## Objective
Copy out every one of the following items word for word, leaving out the pictures.

* * * * * * *

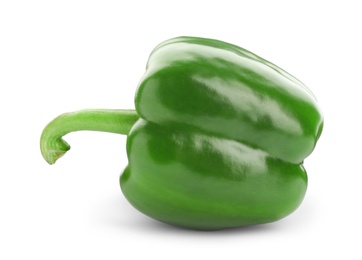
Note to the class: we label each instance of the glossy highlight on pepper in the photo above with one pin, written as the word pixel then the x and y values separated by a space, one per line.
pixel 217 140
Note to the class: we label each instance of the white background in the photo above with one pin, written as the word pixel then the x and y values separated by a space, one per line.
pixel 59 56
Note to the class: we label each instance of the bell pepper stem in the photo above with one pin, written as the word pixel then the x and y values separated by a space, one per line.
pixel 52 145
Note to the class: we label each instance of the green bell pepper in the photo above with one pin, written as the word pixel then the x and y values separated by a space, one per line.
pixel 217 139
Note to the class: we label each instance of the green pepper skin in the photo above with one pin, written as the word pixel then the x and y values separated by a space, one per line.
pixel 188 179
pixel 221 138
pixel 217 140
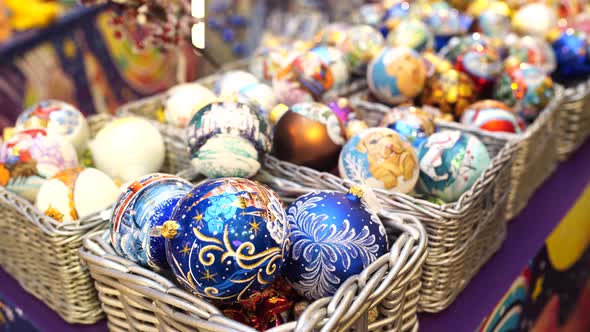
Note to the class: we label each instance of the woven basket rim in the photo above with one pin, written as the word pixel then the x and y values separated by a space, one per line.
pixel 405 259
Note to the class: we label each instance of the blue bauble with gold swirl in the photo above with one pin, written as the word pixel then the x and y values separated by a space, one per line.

* * * * * * *

## Response
Note to the class: we label each instance of the glossy highlight on pepper in the photo above with one pin, written as the word pixel then the x and y values separated by a space, one per line.
pixel 217 140
Note to the class: we label each instance of the white background in the photo above with one pin, written as the word pixel then the x and y values separated by a space, one per line.
pixel 59 56
Note to the class: we label each instance of the bell pepper stem in the photo above with one pin, written as the word pixel then the x and y values separated by a space, one per line.
pixel 52 145
Note to the class: we label each instance of the green bell pepper in the photo above with one pin, written as the word pixel then the x and y values separated by a space, one per line.
pixel 217 139
Note to the class: we label each instance of the green pepper skin in the photo above with one pin, written as the word pixel then the x and y values separated by a space, one per line.
pixel 188 179
pixel 221 138
pixel 217 140
Note to the class: we label each instance of the woven basket rim in the photo above with one pin, written as the word pixel then the x and y values separated by a space, one per line.
pixel 405 259
Note to the class: we label each instance of the blue bauble with gold swirl in the photo above with one pin, written as the word pixel then the x and y values separated by a space, one per line.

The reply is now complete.